§ Work request
Find the line in the entries below that contains "Target: storefront window". Repeat it exactly, and every line after it through the line that contains "request | place a dot on the directional".
───── Given information ─────
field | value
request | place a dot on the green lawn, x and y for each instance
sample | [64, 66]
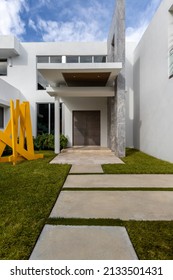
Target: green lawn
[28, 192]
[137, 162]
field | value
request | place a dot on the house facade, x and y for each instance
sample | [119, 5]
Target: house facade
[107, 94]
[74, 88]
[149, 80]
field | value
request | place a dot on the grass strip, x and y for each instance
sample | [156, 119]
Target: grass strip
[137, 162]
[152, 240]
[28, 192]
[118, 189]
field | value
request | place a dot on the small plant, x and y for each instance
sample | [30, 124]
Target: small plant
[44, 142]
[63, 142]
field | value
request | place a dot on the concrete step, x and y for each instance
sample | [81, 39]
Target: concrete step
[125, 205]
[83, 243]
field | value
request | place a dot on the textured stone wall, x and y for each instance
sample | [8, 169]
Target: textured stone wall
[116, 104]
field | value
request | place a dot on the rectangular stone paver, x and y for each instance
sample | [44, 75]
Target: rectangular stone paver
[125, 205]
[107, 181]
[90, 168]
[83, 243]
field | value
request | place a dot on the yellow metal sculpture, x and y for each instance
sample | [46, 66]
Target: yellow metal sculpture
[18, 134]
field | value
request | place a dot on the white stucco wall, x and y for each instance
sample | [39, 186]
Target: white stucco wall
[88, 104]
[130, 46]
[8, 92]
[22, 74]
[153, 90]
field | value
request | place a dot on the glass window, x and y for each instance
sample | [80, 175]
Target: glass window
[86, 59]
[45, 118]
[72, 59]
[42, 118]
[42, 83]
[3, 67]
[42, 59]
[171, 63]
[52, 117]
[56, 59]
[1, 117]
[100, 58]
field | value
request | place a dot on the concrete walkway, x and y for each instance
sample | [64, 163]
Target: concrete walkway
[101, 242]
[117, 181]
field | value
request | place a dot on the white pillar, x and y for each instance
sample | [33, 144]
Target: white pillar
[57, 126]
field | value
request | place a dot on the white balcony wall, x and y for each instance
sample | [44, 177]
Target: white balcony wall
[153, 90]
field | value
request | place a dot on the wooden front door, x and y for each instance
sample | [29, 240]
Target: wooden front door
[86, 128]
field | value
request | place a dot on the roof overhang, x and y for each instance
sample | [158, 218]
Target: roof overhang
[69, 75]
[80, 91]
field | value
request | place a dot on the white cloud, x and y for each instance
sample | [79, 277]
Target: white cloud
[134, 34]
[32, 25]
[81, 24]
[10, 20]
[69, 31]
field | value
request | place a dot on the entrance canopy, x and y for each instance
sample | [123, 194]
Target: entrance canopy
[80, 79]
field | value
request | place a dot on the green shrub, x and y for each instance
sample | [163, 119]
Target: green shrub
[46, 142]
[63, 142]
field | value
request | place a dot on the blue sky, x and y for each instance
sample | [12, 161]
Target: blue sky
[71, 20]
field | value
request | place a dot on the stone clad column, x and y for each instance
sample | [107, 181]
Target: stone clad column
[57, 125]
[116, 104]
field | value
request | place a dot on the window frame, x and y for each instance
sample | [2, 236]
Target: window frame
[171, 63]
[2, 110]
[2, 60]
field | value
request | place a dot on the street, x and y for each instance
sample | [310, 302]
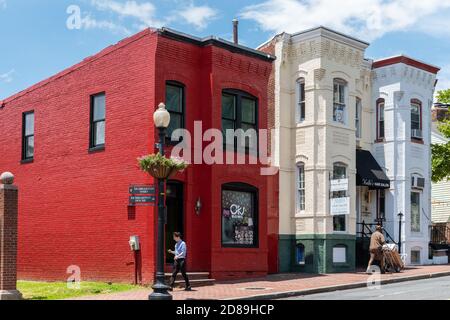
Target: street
─────
───── Given information ─────
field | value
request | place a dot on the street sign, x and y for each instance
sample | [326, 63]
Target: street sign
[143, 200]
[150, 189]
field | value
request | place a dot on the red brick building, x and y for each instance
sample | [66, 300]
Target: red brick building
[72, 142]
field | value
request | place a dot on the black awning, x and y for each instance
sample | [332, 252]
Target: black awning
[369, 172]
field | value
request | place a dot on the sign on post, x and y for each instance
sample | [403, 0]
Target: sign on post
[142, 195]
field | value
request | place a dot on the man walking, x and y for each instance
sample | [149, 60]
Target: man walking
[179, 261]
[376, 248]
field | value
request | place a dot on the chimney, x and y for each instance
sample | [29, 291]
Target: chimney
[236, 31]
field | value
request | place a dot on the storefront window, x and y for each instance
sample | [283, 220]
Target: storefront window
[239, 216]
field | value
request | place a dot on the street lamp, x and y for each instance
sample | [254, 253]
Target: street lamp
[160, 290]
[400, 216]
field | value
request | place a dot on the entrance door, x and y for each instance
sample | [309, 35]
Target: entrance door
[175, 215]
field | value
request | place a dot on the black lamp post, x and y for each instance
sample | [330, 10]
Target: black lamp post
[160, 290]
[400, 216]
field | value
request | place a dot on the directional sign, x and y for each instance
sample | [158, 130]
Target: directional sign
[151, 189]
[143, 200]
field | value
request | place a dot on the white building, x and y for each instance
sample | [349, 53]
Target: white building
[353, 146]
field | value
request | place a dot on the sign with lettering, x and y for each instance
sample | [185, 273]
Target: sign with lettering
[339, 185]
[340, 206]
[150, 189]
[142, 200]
─────
§ Worked solution
Target: storefront window
[239, 216]
field | value
request | place a dot on the street lamp, x and y for each instance
sample | [254, 253]
Target: street lamp
[160, 290]
[400, 216]
field | value
request | place a dot on the entrance door, x and y for each instance
sample | [309, 35]
Target: entrance door
[175, 215]
field | value
request | place a dot on the black lamp post, x and y for each instance
sample | [330, 10]
Target: black lamp post
[160, 290]
[400, 216]
field | value
request | place a dot on the directional sign, x and y for each instance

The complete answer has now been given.